Given records ▸
Segment Open

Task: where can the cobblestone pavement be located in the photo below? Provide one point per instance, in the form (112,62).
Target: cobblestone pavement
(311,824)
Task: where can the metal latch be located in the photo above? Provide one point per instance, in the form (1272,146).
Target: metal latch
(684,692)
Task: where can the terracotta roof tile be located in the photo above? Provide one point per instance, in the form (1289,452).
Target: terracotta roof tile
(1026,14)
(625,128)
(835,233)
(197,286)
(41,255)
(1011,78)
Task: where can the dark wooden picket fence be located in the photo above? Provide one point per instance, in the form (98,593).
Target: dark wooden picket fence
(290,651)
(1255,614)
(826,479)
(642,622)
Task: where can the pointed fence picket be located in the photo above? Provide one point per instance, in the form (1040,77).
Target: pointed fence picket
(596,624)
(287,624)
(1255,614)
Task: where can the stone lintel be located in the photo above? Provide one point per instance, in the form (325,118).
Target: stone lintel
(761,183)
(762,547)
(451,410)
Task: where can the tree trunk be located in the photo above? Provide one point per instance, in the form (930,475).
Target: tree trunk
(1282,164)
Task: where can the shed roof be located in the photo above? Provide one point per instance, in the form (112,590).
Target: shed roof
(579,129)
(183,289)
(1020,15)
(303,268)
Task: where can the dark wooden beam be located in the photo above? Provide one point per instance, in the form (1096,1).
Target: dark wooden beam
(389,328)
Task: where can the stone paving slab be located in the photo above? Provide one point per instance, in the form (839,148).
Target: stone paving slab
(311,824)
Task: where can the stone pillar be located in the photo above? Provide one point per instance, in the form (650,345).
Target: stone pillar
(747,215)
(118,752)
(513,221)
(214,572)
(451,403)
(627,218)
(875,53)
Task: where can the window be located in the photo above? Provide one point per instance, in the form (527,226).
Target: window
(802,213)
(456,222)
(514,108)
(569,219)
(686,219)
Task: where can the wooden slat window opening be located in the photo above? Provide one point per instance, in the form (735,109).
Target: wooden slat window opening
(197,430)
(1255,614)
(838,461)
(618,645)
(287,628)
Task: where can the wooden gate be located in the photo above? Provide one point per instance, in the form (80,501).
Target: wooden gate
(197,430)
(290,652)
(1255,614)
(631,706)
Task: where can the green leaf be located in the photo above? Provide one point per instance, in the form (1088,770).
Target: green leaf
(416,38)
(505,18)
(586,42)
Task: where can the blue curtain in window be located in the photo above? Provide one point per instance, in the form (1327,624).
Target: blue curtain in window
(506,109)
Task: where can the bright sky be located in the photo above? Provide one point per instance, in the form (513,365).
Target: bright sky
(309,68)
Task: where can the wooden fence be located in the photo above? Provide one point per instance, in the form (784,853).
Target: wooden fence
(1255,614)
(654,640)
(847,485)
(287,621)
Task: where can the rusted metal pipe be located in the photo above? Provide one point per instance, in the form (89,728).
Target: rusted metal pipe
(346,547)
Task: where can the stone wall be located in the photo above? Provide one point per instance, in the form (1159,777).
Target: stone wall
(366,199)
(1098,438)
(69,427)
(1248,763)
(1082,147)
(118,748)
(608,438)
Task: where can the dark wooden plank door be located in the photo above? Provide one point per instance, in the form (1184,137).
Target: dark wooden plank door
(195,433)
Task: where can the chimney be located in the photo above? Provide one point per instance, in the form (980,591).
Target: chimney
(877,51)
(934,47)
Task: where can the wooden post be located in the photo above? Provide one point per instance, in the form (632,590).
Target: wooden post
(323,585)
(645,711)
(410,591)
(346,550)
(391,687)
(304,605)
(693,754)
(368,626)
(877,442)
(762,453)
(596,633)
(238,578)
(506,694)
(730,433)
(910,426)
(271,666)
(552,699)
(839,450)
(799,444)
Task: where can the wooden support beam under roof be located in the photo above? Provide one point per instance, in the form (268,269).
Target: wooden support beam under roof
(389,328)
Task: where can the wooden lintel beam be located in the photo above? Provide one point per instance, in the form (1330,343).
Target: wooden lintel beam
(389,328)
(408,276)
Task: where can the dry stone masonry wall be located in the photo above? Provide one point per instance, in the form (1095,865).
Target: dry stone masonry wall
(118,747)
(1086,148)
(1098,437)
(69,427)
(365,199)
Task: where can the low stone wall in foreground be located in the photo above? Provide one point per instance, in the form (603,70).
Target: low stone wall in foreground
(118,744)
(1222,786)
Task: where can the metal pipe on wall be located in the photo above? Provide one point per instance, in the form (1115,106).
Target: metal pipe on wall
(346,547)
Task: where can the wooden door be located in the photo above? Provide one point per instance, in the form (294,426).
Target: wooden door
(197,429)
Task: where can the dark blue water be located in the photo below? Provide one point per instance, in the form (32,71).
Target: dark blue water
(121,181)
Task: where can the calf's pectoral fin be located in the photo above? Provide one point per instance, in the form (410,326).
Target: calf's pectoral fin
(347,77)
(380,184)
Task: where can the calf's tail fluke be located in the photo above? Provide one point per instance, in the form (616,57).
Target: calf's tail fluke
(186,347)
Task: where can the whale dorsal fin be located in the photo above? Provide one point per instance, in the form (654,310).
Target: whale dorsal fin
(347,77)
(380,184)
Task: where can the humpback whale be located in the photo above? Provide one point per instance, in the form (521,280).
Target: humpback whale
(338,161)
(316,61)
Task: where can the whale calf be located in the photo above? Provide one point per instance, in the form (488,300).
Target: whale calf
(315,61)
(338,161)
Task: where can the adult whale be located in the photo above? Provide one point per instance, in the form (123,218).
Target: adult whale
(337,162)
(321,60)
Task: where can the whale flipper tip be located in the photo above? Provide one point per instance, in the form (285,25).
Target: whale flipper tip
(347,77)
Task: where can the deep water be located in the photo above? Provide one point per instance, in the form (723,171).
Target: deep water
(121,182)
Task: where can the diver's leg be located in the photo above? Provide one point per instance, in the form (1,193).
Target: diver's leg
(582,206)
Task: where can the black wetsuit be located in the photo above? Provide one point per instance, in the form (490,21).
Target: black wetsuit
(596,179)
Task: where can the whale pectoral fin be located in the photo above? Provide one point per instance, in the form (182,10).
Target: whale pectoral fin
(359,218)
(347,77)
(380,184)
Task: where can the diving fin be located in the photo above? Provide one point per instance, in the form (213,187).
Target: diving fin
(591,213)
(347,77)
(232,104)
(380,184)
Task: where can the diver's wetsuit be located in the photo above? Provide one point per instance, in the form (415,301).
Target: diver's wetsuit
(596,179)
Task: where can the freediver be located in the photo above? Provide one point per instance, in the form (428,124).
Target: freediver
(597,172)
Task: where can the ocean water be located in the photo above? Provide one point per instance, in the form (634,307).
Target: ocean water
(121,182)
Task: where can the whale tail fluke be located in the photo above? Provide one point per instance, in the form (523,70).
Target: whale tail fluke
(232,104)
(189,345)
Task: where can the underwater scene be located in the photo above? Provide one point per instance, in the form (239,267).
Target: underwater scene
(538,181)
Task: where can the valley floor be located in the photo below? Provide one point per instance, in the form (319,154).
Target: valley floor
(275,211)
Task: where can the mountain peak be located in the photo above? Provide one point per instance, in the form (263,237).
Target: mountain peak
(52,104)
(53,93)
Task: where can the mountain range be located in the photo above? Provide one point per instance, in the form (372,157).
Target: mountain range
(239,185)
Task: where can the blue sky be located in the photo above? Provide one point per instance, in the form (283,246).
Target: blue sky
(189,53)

Segment Closed

Your instructions ▸ Retype all of the entries exactly, please.

Task answer ▸
Task: where can the cobblestone pavement be located in the photo below? Provide one point per instance, in the form (112,62).
Target: cobblestone pavement
(311,824)
Task: where can the metal latch be located in the photo above? Provide one point per instance, in the form (1272,146).
Target: metal latch
(684,692)
Task: where can the terracotta roof tile be located in the photo above? Provide one point per instance, in the form (1289,452).
Target: terracotta roof tile
(1026,14)
(625,128)
(835,233)
(197,286)
(41,255)
(1011,78)
Task: where can the dark wooden picket fence be located in the photo above? Provide one point per instance, in the form (98,593).
Target: dark wooden picket fence
(290,651)
(1255,614)
(826,479)
(642,622)
Task: where can the pointed fence picket be located in the photo above? Provide one point per instance, in the form (1040,77).
Target: pointed fence picket
(596,624)
(287,624)
(1255,614)
Task: where can the stone lintel be located in the photo above? Provide one point per instance, in the form (325,118).
Target: stone lintel
(761,183)
(762,547)
(451,410)
Task: where can the tree trunk be located in the photo above? Provide one point per instance, in the form (930,475).
Target: tree trunk
(1282,164)
Task: where can the shed roof be located in the photo above? Provide one point per instance, in the form (112,590).
Target: shed roof
(579,129)
(183,289)
(1020,15)
(303,268)
Task: where can the dark wooden beam be located in the photo above? Provide one point per instance, in the form (1096,1).
Target: dark wooden beam
(389,328)
Task: where can the stone paving slab be located in the photo above? Provide one point per instance, in the form (839,148).
Target: stone paving slab
(311,824)
Task: where can the stone pillar be located in the photo above? Provide one point per instance, in the form (650,345).
Target: stone pillar
(747,215)
(118,752)
(513,221)
(214,572)
(451,403)
(627,218)
(875,53)
Task: where can the window be located in the photo above? Provide one point per instance, in the form (527,226).
Target: window
(802,213)
(456,222)
(514,108)
(569,219)
(686,219)
Task: where can the wooden slat window opening be located in the photo above? Provide one point per instance, in the form (735,109).
Target: wooden slat window opening
(197,430)
(1255,614)
(838,461)
(618,645)
(287,628)
Task: where can the wooden gate be located in the photo above? Provide one point per instance, in the form (80,501).
Target: wooden gate
(197,430)
(290,652)
(1255,614)
(631,706)
Task: where can the green leaf be located in the photo above? Provide one point per instance, in the form (1088,770).
Target: green leaf
(416,38)
(505,18)
(586,42)
Task: where can the blue curtain in window be located in the photo above? Provide one point per instance, in the form (1327,624).
Target: blue curtain in window
(506,109)
Task: where can the bright sky be located in the photo above? Provide one point per instance, in the form (513,365).
Target: bright sky
(309,68)
Task: where can the wooden fence be located in the photo above? Provide one point per instance, in the form (784,853).
Target: wooden fence
(1255,614)
(654,640)
(847,485)
(287,621)
Task: where can the rusted metal pipe be located in the photo above? Provide one point per instance, in the form (89,728).
Target: rusted metal pipe
(346,547)
Task: where can the stone wall be located in the photo above? Provide one point per instance, in the form (1159,777).
Target: stone wall
(366,199)
(1098,438)
(69,427)
(1248,763)
(1082,147)
(118,748)
(608,438)
Task: where can the dark wooden plank door be located in the photo above? Provide one point per instance, in the form (1184,137).
Target: dark wooden plank door
(195,433)
Task: where can the chimney be located in the photo above? Provide one point per instance, in the form (980,591).
Target: chimney
(877,51)
(934,47)
Task: where can the wooden post be located in the photo above? Provide one point per instance, in the form (632,590).
Target: wooden post
(323,585)
(645,711)
(410,591)
(346,550)
(391,687)
(304,605)
(693,754)
(368,626)
(877,442)
(762,453)
(596,633)
(238,578)
(506,694)
(730,433)
(910,426)
(271,666)
(552,699)
(839,450)
(799,444)
Task: where can the wooden support beam under roof be located in the photo above? Provide one point per instance, in the form (268,269).
Target: wooden support beam under roof
(389,328)
Task: where can the wooden lintel beam be located in the photo above? Provide one point per instance, in the form (1330,343).
Target: wooden lintel beam
(389,328)
(408,276)
Task: where can the dry stone masonry wall be located in the photo above? Provide one point per instance, in the form (1095,865).
Target: dry stone masonry wall
(118,747)
(1086,148)
(1098,437)
(69,427)
(365,199)
Task: where can the low stone wall in foreground be located in the photo above? Provide one point per instance, in the form (603,70).
Target: low stone wall in foreground
(118,744)
(1222,786)
Task: where can the metal pipe on wall be located in the photo above? Provide one point per instance, in the form (1115,106).
Target: metal pipe on wall
(346,547)
Task: where can the wooden door be located in the photo above? Provide one point per instance, in the form (294,426).
Target: wooden door
(197,429)
Task: where can the dark blue water be located in the photo below? Provide one point per instance, in the form (32,71).
Target: dark blue water
(121,181)
Task: where can the calf's pectoral fin be located in the photo above? Provide one point per instance, in the form (410,326).
Target: calf's pectoral fin
(347,77)
(380,184)
Task: where can the calf's tail fluke be located in the photo above? Provide one point per instance, in the form (616,57).
Target: calf's tail fluke
(186,347)
Task: where can the whale dorsal fin be located in the photo above? Provide one point per instance, in the form (654,310).
Target: whale dorsal fin
(347,77)
(380,184)
Task: where can the humpback whale be located in the photo above? Provide one point per instance, in the form (521,280).
Target: humpback whale
(338,161)
(316,61)
Task: where can the whale calf be located in the photo above? Provide one point per instance, in the form (488,300).
Target: whale calf
(315,61)
(338,161)
Task: where can the adult whale be located in the photo above? Provide one point per instance, in the form (123,218).
Target: adult whale
(337,162)
(321,60)
Task: where can the whale flipper tip be located in the photo above? Provide one point per instance, in the form (285,25).
Target: whale flipper tip
(347,77)
Task: where can the deep water be located in the photo above? Provide one point per instance, in the form (723,171).
Target: deep water
(121,182)
Task: where can the diver's leg be located in the photo above? Provide one point per instance, in the form (1,193).
Target: diver's leg
(582,206)
Task: where can the black wetsuit be located in the photo above? Provide one point per instance, in the form (490,21).
Target: black wetsuit
(596,179)
Task: where can the whale pectoral fin be located in the photo above? Provide one point per instance, in the form (182,10).
Target: whale pectoral fin
(359,218)
(347,77)
(380,184)
Task: where can the diving fin be located in the photo above? Provide one point per instance, in the form (213,187).
Target: diving fin
(591,213)
(347,77)
(232,104)
(380,184)
Task: where can the diver's wetsuit be located in the photo above? Provide one point per instance, in the form (415,301).
Target: diver's wetsuit
(596,179)
Task: where can the freediver be located in the photo above? Provide one point per instance, in the form (428,124).
Target: freediver
(597,172)
Task: where can the ocean water be located in the photo above? Provide one point per instance, in the form (634,307).
Target: ocean water
(121,182)
Task: where can the whale tail fluke be located in the photo above? Provide one point per instance, in the form (523,70).
Target: whale tail fluke
(232,104)
(189,345)
Task: where can the underwater scene be located in the photo above? Provide one point per instance, in the form (239,267).
Target: underwater scene
(538,181)
Task: where can the valley floor be located in the photo below? Provide one point per instance, in the form (319,154).
Target: valley floor
(275,211)
Task: where can the mountain peak be located in the photo above? Provide one point per instance, in the form (263,237).
Target: mountain peak
(52,104)
(53,93)
Task: where can the mountain range be located in the photo above? Provide one point per instance, in the form (372,157).
Target: mountain range
(239,185)
Task: where can the blue sky be located in the photo above? Provide one point per instance, in the form (283,246).
Target: blue sky
(189,53)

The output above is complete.